▶ _Passage given_:
# Do you get gay/lesbian/bi horses??



## TheAQHAGirl (Aug 10, 2012)

Its a dominance thing. 

We had a mare at our old barn who would mount another mare. Its just a dominance thing.

Cows do it too.


----------



## GotaDunQH (Feb 13, 2011)

My horse is a metrosexual, I swear. At first I thought he was gay, because he HATES mare and prefers geldings. Well, I should say...he hates ALL horses, gets turned out alone...but he seems to be more interested in the guys than the gals. He LOVES to be brushed and clipped, including his ears. Pees and poops in one spot both in his stall and his paddock, does not like to get dirty...we get my drift.


----------



## waresbear (Jun 18, 2011)

^^^^Metrosexual:rofl:! My one gelding who was a breeding stallion until he was 10 yrs old, now hates mares! When he was a stallion, he hated geldings, now that's all he regards as friends, he isn't into anything sexual anymore, been there, done that, knows the difference. Well technically, he really doesn't like any other horses at all other than his son he is pastured with, he ignores other geldings as if they don't exist and pins his ears at mares, even his own daughter, and she hated his guts. She would have loved to give him a good kick if she ever got a chance, but was in love with her brother & vice versa.


----------



## WSArabians (Apr 14, 2008)

I used to have a gorgeous 16hh real studly looking gelding that romanced other geldings but not mares. The worst was his neigh. He had a really 'queer' neigh. Bad enough the entire arena burst out laughing and I almost left in shame. 
Super fun horse though!


----------



## lilruffian (Jun 28, 2010)

It's not the same thing as being homosexual, bi or strait with humans. Animals are alot simpler when it comes to attractions and emotions. They have a breeding instinct and sometimes it is just stronger in others. There are stallions out there who wont breed or cannot figure it out and there are stallions out there that will try and mount anything.
When it comes to mares, some will flirt with any horse when they are in heat but hormones can mess them up and often times when you see a horse mounting another it is purely a dominance thing.
Also, some horses just really like other horses and will nicker and sniff them like crazy, no matter the gender. They don't find one gender more "attractive" than another. A horse is a horse and their scent and hormones tell them apart.


----------



## MangoRoX87 (Oct 19, 2009)

I find this interesting...I've seen my dogs do this..but never a horse 
_Posted via Mobile Device_


----------



## rookie (May 14, 2012)

I don't know if penguins can be gay than so can horses. I swear my mare putts from the rough, if you know what I mean. She loves this other mare, does not care for geldings but will move heaven and earth to be with her "girlfriend".


----------



## Tofu (Sep 30, 2012)

▶ _Instruction A_: Rewrite the paragraph of the horse forum thread that begins "My horse is a metrosexual" as a short bulleted list that keeps its main facts.

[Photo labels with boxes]
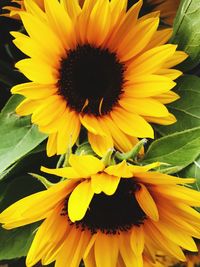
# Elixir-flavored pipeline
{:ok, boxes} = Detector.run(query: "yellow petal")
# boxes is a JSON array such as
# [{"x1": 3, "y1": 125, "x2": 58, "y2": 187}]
[
  {"x1": 15, "y1": 58, "x2": 57, "y2": 84},
  {"x1": 145, "y1": 28, "x2": 173, "y2": 50},
  {"x1": 154, "y1": 91, "x2": 180, "y2": 104},
  {"x1": 119, "y1": 233, "x2": 143, "y2": 267},
  {"x1": 144, "y1": 221, "x2": 186, "y2": 261},
  {"x1": 16, "y1": 99, "x2": 41, "y2": 116},
  {"x1": 124, "y1": 74, "x2": 176, "y2": 98},
  {"x1": 135, "y1": 184, "x2": 159, "y2": 221},
  {"x1": 0, "y1": 181, "x2": 74, "y2": 229},
  {"x1": 60, "y1": 0, "x2": 81, "y2": 20},
  {"x1": 155, "y1": 68, "x2": 183, "y2": 80},
  {"x1": 26, "y1": 206, "x2": 69, "y2": 266},
  {"x1": 31, "y1": 95, "x2": 66, "y2": 125},
  {"x1": 119, "y1": 97, "x2": 169, "y2": 117},
  {"x1": 107, "y1": 0, "x2": 142, "y2": 50},
  {"x1": 152, "y1": 222, "x2": 198, "y2": 252},
  {"x1": 88, "y1": 132, "x2": 113, "y2": 156},
  {"x1": 41, "y1": 166, "x2": 80, "y2": 179},
  {"x1": 87, "y1": 0, "x2": 111, "y2": 47},
  {"x1": 127, "y1": 44, "x2": 177, "y2": 76},
  {"x1": 80, "y1": 114, "x2": 110, "y2": 136},
  {"x1": 44, "y1": 0, "x2": 75, "y2": 49},
  {"x1": 11, "y1": 82, "x2": 57, "y2": 99},
  {"x1": 20, "y1": 11, "x2": 65, "y2": 57},
  {"x1": 111, "y1": 108, "x2": 154, "y2": 138},
  {"x1": 118, "y1": 18, "x2": 159, "y2": 61},
  {"x1": 131, "y1": 225, "x2": 144, "y2": 256},
  {"x1": 145, "y1": 113, "x2": 176, "y2": 125},
  {"x1": 91, "y1": 172, "x2": 120, "y2": 195},
  {"x1": 68, "y1": 180, "x2": 94, "y2": 222},
  {"x1": 94, "y1": 233, "x2": 119, "y2": 267}
]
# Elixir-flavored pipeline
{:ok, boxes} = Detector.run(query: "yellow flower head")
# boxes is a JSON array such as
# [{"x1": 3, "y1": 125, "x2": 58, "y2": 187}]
[
  {"x1": 12, "y1": 0, "x2": 187, "y2": 156},
  {"x1": 146, "y1": 0, "x2": 181, "y2": 26},
  {"x1": 144, "y1": 244, "x2": 200, "y2": 267},
  {"x1": 0, "y1": 155, "x2": 200, "y2": 267}
]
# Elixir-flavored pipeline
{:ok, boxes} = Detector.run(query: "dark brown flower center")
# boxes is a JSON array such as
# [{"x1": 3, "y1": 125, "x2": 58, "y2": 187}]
[
  {"x1": 58, "y1": 44, "x2": 124, "y2": 115},
  {"x1": 65, "y1": 179, "x2": 146, "y2": 234}
]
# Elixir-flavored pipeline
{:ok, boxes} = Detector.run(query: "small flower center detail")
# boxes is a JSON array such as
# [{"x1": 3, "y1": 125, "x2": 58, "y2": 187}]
[
  {"x1": 64, "y1": 181, "x2": 146, "y2": 234},
  {"x1": 58, "y1": 44, "x2": 125, "y2": 116}
]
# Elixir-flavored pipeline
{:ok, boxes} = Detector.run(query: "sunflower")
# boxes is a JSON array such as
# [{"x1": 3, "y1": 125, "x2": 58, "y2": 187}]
[
  {"x1": 12, "y1": 0, "x2": 187, "y2": 156},
  {"x1": 146, "y1": 0, "x2": 181, "y2": 26},
  {"x1": 144, "y1": 245, "x2": 200, "y2": 267},
  {"x1": 0, "y1": 155, "x2": 200, "y2": 267}
]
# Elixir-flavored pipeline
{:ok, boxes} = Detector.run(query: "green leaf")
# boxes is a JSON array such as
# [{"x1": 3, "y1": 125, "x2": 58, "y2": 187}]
[
  {"x1": 144, "y1": 127, "x2": 200, "y2": 172},
  {"x1": 0, "y1": 95, "x2": 46, "y2": 177},
  {"x1": 171, "y1": 0, "x2": 200, "y2": 70},
  {"x1": 180, "y1": 156, "x2": 200, "y2": 191},
  {"x1": 0, "y1": 223, "x2": 38, "y2": 260},
  {"x1": 0, "y1": 175, "x2": 44, "y2": 260},
  {"x1": 155, "y1": 75, "x2": 200, "y2": 135}
]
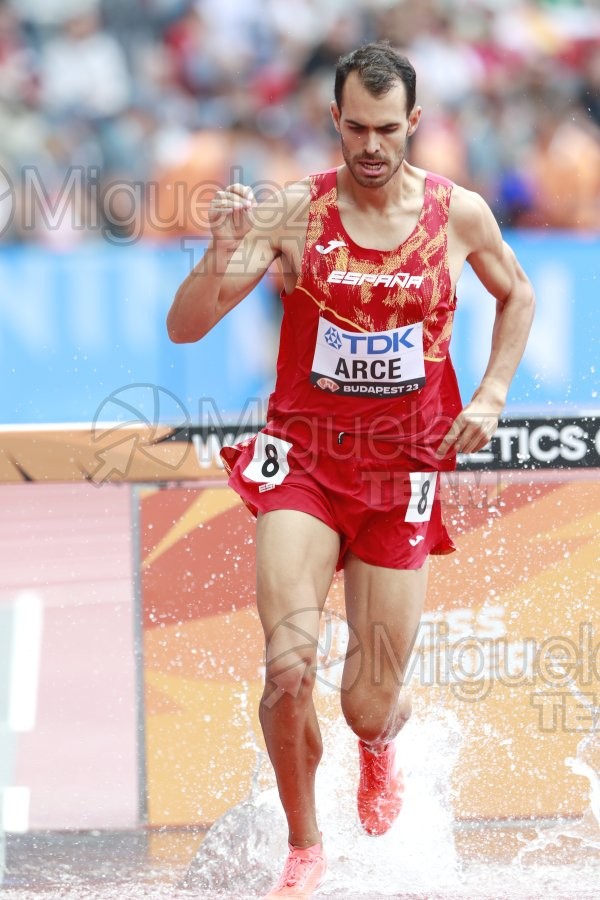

▶ _Instruction B_: State how many lines of the records contain the string "yellow". Case counts. Give only the number.

▶ _Final answer A_:
- The writer jokes that their horse is a metrosexual.
- At first they thought he was gay because he hates mares and prefers geldings.
- In fact he hates all horses and is turned out alone, but he seems more interested in geldings than mares.
- He loves being brushed and clipped, ears included.
- He pees and poops in one spot in both his stall and his paddock.
- He does not like getting dirty.

▶ _Final answer B_: 2